[Textabschnitt]
• • • • •

Nierenzellen aus der Retorte

News: Medizin

Für Sie aufgespürt und zusammengefasst von Dr. rer. nat. Marcus Mau.

Forschern der Universität Freiburg ist es erstmals gelungen, Nierenzellen aus Hautzellen zu generieren. Dabei gleichen die umprogrammierten Hautzellen nicht nur rein äußerlich den Nierentubuli, sondern funktionieren auch vergleichbar dem Original. Dieser Erfolg könnte ein erster wichtiger Schritt sein, um zukünftig degenerative Nierenerkrankungen besser erforschen und behandeln zu können.

Die Freiburger Mediziner nutzten für ihre Arbeiten speziell generierte Trägerviren, um vier verschiedene Gene in vorbereitete Fibroblasten einzuschleusen. Diese Steuerungsgene programmierten anschließend die Zellen um, sodass sie sich in nierenähnliche Zellen umwandelten.

• • • • •

[Datenauszüge]
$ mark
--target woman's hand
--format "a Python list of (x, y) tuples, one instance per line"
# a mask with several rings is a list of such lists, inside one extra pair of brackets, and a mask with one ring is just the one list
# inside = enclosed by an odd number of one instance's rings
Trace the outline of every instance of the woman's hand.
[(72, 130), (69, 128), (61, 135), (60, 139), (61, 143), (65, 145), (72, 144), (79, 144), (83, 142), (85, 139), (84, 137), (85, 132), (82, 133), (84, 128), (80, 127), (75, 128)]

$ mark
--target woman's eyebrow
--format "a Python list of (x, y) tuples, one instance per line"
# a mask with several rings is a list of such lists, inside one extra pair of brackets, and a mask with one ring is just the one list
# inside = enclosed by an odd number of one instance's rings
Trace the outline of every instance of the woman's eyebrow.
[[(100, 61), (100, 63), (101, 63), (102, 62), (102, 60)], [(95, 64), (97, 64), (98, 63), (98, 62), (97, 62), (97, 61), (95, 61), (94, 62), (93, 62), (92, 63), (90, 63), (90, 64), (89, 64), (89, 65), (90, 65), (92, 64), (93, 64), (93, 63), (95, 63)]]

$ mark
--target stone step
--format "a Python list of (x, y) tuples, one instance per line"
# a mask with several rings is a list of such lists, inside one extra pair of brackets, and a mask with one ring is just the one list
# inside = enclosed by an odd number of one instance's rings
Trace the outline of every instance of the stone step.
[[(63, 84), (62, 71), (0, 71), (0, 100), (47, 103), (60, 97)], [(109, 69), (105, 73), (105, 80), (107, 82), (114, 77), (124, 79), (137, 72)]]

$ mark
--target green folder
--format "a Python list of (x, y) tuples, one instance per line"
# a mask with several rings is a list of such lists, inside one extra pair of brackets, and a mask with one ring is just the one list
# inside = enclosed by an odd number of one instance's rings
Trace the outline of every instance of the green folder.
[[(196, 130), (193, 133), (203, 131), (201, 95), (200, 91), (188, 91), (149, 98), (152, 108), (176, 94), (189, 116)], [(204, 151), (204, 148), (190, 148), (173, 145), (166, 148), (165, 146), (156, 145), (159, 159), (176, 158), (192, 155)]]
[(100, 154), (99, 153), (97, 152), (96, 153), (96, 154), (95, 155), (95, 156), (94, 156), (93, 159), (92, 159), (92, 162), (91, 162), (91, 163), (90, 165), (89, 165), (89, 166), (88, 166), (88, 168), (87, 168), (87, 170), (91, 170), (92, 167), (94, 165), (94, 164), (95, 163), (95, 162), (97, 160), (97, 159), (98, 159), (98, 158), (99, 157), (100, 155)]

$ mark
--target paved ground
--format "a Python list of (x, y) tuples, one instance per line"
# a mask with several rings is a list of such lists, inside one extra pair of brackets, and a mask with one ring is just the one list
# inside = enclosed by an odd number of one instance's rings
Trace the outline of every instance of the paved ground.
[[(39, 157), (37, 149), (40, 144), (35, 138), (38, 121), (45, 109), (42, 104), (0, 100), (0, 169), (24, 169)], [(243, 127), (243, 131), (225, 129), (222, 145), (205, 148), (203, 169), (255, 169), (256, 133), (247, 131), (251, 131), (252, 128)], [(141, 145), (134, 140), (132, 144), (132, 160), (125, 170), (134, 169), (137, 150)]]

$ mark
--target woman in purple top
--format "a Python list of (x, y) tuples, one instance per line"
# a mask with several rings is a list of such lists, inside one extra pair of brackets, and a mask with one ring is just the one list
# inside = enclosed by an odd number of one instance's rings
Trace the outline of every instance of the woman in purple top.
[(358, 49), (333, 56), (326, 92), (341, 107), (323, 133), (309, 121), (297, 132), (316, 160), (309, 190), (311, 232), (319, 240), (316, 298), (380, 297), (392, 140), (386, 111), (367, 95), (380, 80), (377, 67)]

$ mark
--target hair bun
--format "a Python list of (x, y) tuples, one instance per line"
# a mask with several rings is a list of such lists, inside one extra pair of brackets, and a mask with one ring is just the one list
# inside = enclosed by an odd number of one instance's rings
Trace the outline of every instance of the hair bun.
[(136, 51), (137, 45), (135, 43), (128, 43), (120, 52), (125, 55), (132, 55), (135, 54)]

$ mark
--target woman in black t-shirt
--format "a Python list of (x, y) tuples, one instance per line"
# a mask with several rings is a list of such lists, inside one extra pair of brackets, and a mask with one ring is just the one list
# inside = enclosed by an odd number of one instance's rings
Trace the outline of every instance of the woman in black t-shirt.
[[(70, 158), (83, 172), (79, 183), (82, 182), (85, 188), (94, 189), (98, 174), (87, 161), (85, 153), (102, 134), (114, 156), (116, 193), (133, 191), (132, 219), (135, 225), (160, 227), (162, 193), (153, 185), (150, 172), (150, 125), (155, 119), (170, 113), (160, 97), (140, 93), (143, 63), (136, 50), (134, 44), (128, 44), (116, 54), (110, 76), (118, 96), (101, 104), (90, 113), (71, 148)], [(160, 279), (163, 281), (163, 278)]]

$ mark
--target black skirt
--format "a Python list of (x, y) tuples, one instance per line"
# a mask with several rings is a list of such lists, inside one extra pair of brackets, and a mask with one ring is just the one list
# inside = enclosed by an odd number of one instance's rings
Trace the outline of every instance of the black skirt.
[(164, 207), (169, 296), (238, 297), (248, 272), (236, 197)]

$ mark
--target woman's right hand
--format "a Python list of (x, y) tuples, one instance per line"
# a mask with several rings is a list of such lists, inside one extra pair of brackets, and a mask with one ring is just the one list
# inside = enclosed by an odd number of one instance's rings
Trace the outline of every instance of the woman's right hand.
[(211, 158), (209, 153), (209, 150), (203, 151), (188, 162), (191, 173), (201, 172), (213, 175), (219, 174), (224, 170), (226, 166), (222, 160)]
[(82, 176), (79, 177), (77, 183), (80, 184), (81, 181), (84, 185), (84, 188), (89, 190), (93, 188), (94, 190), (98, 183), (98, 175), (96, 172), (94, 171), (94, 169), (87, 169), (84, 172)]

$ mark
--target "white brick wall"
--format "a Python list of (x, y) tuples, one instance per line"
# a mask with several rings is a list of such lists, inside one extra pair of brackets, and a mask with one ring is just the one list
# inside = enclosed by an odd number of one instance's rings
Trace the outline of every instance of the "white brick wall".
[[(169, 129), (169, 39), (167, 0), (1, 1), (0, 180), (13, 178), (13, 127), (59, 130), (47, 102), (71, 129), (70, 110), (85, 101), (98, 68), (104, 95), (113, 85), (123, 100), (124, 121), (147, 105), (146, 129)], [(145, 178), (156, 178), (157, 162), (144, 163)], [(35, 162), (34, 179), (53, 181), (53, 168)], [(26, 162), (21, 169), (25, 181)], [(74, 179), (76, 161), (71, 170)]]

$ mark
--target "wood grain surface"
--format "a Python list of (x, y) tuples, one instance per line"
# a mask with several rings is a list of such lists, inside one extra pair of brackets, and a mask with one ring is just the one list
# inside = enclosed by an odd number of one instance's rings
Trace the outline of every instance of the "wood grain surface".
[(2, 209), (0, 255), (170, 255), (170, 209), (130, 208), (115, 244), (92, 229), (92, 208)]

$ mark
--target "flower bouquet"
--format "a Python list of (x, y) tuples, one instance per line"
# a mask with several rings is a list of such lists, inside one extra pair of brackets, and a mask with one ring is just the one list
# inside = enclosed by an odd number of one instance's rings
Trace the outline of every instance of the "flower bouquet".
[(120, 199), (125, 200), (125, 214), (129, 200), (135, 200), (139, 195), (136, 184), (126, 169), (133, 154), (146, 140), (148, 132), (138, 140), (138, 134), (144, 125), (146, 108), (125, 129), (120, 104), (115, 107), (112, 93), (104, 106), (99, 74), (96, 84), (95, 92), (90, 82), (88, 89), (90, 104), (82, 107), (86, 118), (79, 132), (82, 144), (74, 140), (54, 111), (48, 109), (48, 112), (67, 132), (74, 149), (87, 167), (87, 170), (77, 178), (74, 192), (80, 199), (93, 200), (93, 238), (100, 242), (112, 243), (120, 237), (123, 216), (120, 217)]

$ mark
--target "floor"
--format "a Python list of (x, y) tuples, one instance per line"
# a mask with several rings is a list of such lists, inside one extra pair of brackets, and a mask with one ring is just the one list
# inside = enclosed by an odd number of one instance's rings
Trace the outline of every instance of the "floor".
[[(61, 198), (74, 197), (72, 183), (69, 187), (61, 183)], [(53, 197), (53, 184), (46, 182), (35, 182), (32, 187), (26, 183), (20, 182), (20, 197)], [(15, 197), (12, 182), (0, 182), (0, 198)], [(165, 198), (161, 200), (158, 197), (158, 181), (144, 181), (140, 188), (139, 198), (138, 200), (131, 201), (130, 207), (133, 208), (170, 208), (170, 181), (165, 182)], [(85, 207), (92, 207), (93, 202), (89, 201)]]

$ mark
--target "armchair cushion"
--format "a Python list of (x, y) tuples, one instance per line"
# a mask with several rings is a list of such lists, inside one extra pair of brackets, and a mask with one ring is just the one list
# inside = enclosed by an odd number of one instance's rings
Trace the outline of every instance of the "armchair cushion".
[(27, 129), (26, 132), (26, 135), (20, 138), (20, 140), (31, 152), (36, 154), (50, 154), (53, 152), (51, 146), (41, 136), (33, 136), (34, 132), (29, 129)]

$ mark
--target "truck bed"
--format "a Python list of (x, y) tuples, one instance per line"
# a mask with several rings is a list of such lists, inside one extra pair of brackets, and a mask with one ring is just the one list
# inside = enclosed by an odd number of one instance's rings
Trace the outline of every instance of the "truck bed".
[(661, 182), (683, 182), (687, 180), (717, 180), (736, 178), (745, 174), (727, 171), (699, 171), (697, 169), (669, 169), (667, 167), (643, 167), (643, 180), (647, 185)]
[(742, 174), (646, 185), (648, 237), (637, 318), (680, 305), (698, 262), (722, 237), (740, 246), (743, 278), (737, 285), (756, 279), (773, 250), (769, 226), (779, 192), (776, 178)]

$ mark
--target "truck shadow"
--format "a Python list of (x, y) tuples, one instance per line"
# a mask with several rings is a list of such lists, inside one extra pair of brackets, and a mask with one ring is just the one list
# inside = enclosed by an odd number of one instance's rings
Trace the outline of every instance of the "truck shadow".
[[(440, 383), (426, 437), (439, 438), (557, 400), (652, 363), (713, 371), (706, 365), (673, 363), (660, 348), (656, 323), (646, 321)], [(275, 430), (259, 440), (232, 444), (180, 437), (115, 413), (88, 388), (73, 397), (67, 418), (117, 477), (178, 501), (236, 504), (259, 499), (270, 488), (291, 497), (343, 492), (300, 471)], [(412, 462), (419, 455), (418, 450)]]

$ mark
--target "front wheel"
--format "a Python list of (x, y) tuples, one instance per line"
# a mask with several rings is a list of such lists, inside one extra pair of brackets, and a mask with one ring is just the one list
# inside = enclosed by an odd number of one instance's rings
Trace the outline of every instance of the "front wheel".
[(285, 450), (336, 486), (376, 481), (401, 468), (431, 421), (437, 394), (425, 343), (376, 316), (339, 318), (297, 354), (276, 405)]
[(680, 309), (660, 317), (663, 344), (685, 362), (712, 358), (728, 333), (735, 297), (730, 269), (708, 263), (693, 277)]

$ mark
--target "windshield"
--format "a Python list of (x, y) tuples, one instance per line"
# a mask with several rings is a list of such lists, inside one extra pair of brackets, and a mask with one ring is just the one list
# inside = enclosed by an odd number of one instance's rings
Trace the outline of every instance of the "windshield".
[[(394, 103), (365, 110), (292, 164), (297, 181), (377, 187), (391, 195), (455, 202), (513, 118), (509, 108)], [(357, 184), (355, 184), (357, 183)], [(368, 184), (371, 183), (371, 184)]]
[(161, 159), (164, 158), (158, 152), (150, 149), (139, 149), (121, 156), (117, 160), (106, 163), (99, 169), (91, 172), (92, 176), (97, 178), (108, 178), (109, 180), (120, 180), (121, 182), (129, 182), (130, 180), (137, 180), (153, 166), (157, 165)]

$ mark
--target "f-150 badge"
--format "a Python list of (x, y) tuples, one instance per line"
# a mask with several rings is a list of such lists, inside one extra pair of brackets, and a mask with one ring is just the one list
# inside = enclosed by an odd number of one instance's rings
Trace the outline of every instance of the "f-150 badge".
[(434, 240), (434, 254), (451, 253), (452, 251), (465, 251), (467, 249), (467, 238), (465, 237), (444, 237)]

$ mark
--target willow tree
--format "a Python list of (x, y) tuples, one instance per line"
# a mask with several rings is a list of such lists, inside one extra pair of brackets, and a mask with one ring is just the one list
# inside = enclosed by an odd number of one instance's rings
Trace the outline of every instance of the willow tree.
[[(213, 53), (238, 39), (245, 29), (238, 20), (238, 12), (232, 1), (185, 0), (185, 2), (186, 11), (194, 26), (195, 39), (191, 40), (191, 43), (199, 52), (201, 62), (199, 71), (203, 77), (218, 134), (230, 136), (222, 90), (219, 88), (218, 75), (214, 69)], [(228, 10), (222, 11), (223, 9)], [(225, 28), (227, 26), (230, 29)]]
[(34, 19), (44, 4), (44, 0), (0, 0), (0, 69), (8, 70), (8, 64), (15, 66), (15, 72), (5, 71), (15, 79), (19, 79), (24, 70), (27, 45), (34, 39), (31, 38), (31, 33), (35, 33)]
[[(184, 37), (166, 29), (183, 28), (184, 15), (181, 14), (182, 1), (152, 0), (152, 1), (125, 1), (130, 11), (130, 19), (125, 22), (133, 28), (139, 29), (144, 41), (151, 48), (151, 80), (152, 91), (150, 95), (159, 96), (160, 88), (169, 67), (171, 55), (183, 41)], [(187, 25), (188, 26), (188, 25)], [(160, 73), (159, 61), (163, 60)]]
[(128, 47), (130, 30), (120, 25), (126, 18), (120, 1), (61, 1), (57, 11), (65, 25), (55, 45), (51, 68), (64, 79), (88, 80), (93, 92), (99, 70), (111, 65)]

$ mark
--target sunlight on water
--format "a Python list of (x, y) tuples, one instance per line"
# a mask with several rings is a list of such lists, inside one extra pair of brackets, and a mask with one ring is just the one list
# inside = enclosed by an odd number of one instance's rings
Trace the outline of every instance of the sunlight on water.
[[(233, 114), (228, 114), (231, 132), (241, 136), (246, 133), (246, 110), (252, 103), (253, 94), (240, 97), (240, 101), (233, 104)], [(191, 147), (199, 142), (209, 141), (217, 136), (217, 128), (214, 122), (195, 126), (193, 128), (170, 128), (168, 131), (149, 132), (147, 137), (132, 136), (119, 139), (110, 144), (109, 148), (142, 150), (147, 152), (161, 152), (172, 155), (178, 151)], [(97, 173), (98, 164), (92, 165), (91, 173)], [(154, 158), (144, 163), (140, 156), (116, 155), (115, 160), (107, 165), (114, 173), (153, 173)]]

• • • • •

[Zu lösende Aufgabe]
Führen Sie den obigen Bericht über aus Hautzellen gewonnene Nierenzellen im Anschluss an seinen letzten Satz weiter.

[Antwortbereich]
„Ganz identisch mit dem natürlichen Vorbild sind die auf diese Weise erzeugten Nierentubuli noch nicht. Dennoch teilen sie erstaunlich viele Charakteristika mit echten Nierenzellen“, so die Forscher. Besonders interessant dabei ist, dass die künstlich erzeugten Nierentubuli eine Vielzahl an Genen aktivieren, welche auch in der Niere aktiv sind. Zudem reagierten die umprogrammierten Hautzellen sehr empfindlich auf nierenschädigende Substanzen.
Die Wissenschaftler haben sich ihr Verfahren mittlerweile patentieren lassen und wollen es gern weiterentwickeln, um zukünftig vielleicht ganz auf Tierversuche verzichten zu können, wenn es um den Test neuer Medikamente und um deren Nierenverträglichkeit geht. Darüber hinaus sind Anwendungen denkbar, um Nierenkranken aus eigenen Hautzellen neue Nierenzellen wachsen zu lassen. Dies würde die Abstoßungsreaktionen, wie sie bei Organspenden auftreten, vermeiden helfen.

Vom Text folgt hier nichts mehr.